[TEXT SEGMENT Boundary: Start]

Object. The authors conducted a study to investigate the long-term natural history of unruptured intracranial aneurysms and the predictive risk factors determining subsequent rupture in a patient population in which surgical selection of cases was not performed.

Methods. One hundred forty-two patients with 181 unruptured aneurysms were followed from the 1950s until death or the occurrence of subarachnoid hemorrhage or until the years 1997 to 1998. The annual and cumulative incidence of aneurysm rupture as well as several potential risk factors predictive of rupture were studied using life-table analyses and Cox's proportional hazards regression models including time-dependent covariates.

[TEXT SEGMENT Boundary: End]
[DATASET EXCERPTS Boundary: Start]

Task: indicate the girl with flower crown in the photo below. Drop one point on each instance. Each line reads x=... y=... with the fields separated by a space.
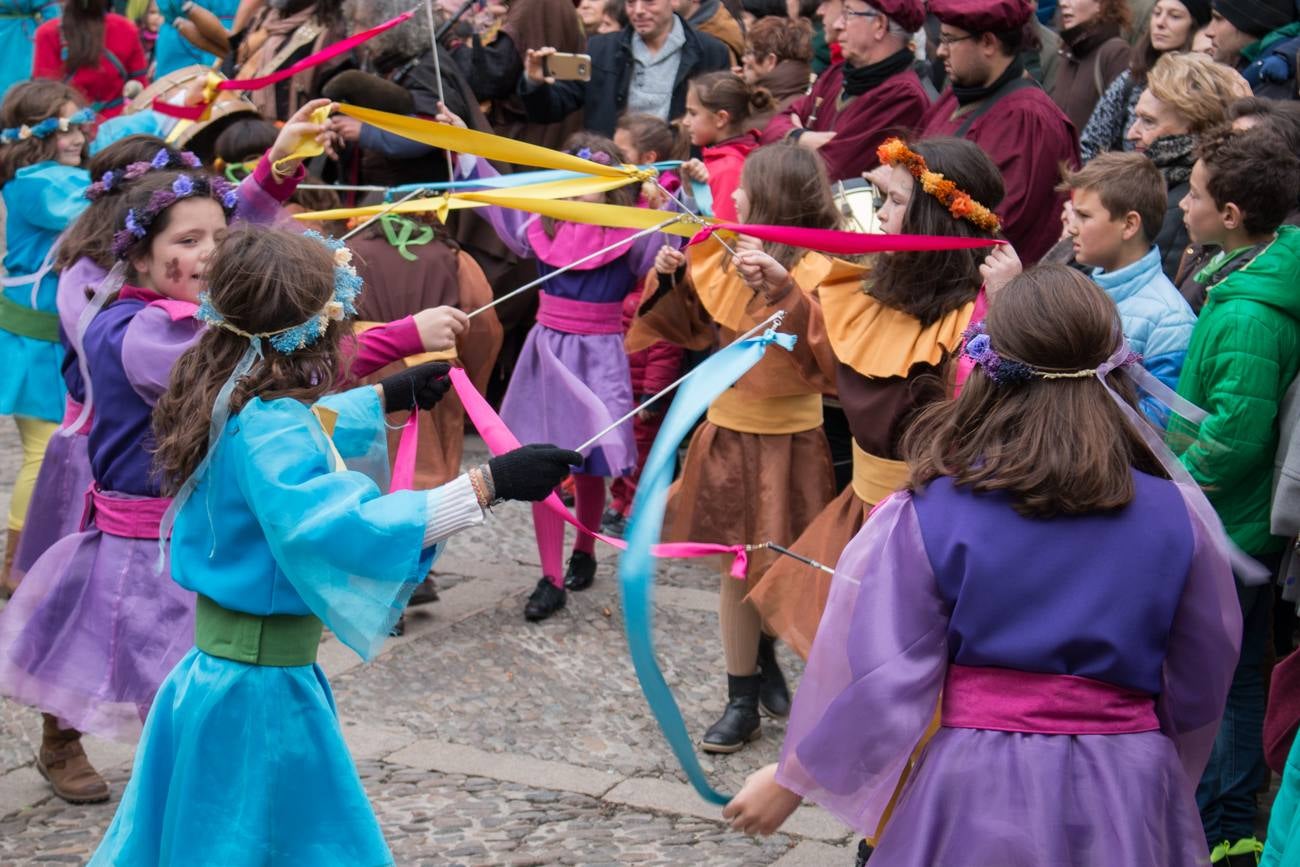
x=572 y=377
x=895 y=324
x=759 y=467
x=1048 y=590
x=95 y=624
x=243 y=758
x=43 y=146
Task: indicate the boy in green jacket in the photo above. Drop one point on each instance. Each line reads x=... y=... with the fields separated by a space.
x=1243 y=355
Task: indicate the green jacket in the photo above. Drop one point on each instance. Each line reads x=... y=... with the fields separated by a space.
x=1243 y=356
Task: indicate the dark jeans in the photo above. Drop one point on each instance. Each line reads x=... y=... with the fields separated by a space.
x=1236 y=770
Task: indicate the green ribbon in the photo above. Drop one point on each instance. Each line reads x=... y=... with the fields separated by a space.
x=25 y=321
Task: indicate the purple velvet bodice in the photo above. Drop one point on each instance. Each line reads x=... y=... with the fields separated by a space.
x=1092 y=595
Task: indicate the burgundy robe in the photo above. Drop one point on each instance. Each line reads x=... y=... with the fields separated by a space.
x=1028 y=138
x=895 y=107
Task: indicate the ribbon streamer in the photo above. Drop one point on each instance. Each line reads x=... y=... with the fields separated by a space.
x=215 y=83
x=636 y=567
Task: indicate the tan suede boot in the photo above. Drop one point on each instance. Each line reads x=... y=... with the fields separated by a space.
x=7 y=584
x=64 y=763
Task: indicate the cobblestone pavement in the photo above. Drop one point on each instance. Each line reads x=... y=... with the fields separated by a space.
x=486 y=740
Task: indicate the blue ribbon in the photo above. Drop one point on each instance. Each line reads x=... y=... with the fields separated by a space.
x=636 y=566
x=507 y=181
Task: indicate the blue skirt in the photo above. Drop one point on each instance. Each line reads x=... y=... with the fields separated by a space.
x=243 y=764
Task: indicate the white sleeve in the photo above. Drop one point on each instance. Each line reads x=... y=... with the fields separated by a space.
x=453 y=507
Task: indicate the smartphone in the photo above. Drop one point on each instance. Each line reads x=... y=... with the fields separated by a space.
x=572 y=68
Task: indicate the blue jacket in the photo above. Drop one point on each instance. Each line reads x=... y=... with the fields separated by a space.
x=1156 y=319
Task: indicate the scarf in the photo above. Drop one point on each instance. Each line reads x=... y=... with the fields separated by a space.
x=859 y=79
x=1173 y=156
x=967 y=95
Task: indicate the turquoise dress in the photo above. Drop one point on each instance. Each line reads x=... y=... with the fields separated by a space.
x=173 y=51
x=243 y=763
x=18 y=22
x=40 y=202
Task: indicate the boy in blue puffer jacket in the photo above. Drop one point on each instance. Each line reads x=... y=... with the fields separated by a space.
x=1118 y=204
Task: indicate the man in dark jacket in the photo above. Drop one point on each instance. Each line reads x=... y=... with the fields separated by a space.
x=644 y=68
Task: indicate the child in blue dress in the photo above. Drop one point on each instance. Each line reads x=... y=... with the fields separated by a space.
x=280 y=532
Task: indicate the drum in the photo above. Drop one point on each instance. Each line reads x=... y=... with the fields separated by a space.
x=858 y=200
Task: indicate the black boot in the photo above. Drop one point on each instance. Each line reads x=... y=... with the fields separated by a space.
x=740 y=722
x=581 y=571
x=774 y=696
x=545 y=601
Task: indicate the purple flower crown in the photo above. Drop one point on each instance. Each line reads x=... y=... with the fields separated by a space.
x=164 y=159
x=186 y=186
x=1002 y=371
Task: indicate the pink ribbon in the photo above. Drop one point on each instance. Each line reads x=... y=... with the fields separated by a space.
x=501 y=439
x=342 y=47
x=845 y=243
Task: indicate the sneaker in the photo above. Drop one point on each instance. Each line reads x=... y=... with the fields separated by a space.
x=581 y=571
x=614 y=523
x=545 y=601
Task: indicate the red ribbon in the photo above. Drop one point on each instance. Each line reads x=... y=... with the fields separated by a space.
x=845 y=243
x=342 y=47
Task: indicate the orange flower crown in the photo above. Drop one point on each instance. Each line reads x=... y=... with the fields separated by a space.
x=960 y=204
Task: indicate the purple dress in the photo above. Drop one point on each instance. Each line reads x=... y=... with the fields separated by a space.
x=568 y=386
x=1138 y=603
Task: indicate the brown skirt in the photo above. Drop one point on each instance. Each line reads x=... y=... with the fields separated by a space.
x=741 y=488
x=792 y=595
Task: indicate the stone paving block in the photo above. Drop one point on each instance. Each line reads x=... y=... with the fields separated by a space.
x=666 y=796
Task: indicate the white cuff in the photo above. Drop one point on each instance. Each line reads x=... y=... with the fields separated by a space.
x=453 y=507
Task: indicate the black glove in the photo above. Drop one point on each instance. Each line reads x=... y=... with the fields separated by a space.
x=419 y=386
x=531 y=472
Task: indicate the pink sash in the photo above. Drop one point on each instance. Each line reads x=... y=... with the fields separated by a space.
x=579 y=317
x=1002 y=699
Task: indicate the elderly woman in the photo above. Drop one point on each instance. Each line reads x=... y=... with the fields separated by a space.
x=1092 y=55
x=1186 y=95
x=1171 y=27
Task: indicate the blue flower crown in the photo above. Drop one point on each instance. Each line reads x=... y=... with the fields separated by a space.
x=347 y=286
x=47 y=126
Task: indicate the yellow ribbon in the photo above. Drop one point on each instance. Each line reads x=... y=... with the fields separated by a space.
x=485 y=144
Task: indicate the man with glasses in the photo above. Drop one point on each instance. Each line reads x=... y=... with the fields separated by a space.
x=991 y=102
x=644 y=68
x=867 y=96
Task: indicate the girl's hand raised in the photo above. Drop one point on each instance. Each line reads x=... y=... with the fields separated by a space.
x=762 y=805
x=298 y=129
x=668 y=260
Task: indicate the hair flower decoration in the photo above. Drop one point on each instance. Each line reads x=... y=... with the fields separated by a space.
x=958 y=203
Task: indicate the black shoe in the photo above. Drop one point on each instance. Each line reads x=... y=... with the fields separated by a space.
x=614 y=523
x=774 y=694
x=424 y=594
x=740 y=723
x=545 y=601
x=581 y=571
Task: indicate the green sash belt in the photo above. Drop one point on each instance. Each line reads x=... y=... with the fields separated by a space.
x=280 y=640
x=25 y=321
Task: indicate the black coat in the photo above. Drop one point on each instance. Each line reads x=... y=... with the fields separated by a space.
x=606 y=96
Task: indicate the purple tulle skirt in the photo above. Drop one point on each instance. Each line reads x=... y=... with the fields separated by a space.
x=57 y=501
x=986 y=798
x=566 y=389
x=92 y=631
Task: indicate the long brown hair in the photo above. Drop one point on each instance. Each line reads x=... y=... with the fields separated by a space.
x=26 y=104
x=91 y=235
x=928 y=285
x=788 y=186
x=82 y=27
x=260 y=280
x=1056 y=446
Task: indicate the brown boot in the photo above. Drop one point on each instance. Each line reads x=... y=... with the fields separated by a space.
x=64 y=763
x=7 y=582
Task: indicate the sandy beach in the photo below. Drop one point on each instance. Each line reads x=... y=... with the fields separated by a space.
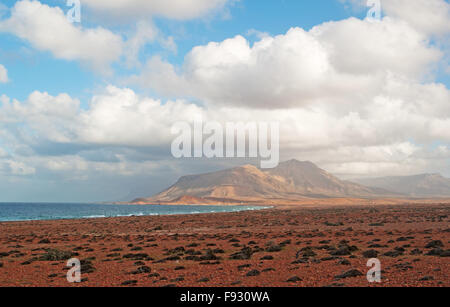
x=284 y=246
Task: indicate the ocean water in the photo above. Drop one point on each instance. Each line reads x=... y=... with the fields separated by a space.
x=61 y=211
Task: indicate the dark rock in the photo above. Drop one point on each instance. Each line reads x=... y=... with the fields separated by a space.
x=268 y=257
x=426 y=278
x=348 y=274
x=253 y=273
x=434 y=244
x=294 y=279
x=371 y=253
x=129 y=283
x=435 y=252
x=393 y=254
x=244 y=254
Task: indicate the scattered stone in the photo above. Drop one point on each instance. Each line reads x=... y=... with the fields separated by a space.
x=253 y=273
x=348 y=274
x=426 y=278
x=371 y=253
x=434 y=244
x=294 y=279
x=268 y=257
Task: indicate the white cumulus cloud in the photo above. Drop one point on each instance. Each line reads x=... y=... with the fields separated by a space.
x=48 y=29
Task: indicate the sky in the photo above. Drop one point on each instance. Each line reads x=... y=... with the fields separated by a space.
x=86 y=108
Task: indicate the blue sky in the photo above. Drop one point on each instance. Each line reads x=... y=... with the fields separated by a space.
x=82 y=119
x=31 y=70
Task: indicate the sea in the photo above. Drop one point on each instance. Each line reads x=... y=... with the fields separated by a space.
x=63 y=211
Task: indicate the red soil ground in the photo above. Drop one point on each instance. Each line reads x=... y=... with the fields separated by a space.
x=291 y=241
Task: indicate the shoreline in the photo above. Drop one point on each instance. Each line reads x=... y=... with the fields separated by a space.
x=94 y=217
x=235 y=249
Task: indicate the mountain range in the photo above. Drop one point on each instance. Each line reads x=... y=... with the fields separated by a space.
x=424 y=185
x=290 y=181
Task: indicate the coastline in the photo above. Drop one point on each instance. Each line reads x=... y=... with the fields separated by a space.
x=173 y=249
x=99 y=211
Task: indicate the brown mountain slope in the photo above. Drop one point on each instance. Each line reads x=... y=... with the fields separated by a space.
x=290 y=180
x=425 y=185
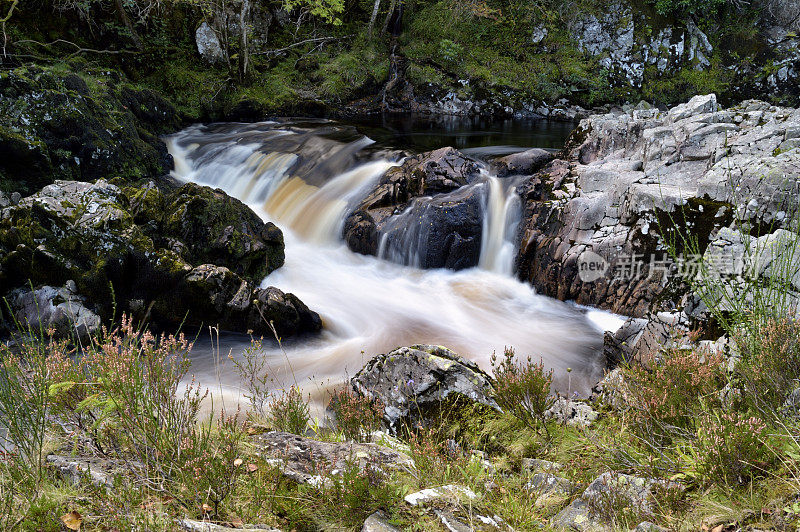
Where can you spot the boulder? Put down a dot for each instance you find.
(221, 230)
(409, 380)
(572, 413)
(52, 127)
(598, 223)
(307, 461)
(523, 163)
(61, 310)
(128, 252)
(428, 212)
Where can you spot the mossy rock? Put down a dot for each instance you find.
(221, 230)
(58, 126)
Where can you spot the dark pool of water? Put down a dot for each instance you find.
(473, 135)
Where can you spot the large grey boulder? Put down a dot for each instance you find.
(631, 181)
(61, 310)
(427, 213)
(409, 380)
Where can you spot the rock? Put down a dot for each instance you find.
(428, 212)
(609, 491)
(53, 128)
(647, 526)
(410, 379)
(593, 221)
(536, 465)
(192, 525)
(547, 484)
(523, 163)
(611, 390)
(221, 230)
(208, 45)
(95, 236)
(307, 461)
(378, 522)
(444, 231)
(572, 413)
(75, 470)
(450, 492)
(59, 309)
(217, 296)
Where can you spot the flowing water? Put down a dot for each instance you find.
(306, 176)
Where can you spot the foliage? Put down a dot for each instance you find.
(523, 388)
(666, 399)
(289, 412)
(356, 416)
(731, 447)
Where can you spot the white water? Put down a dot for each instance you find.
(369, 305)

[DATASET EXCERPTS Boundary: End]

== PROBLEM 1 ==
Print the part of the aneurysm study summary starting at "Methods. One hundred" and ending at "including time-dependent covariates.".
== PROBLEM 2 ==
How many patients with unruptured aneurysms were followed in the aneurysm study summary?

== WORKED SOLUTION 1 ==
Methods. One hundred forty-two patients with 181 unruptured aneurysms were followed from the 1950s until death or the occurrence of subarachnoid hemorrhage or until the years 1997 to 1998. The annual and cumulative incidence of aneurysm rupture as well as several potential risk factors predictive of rupture were studied using life-table analyses and Cox's proportional hazards regression models including time-dependent covariates.

== WORKED SOLUTION 2 ==
One hundred forty-two patients.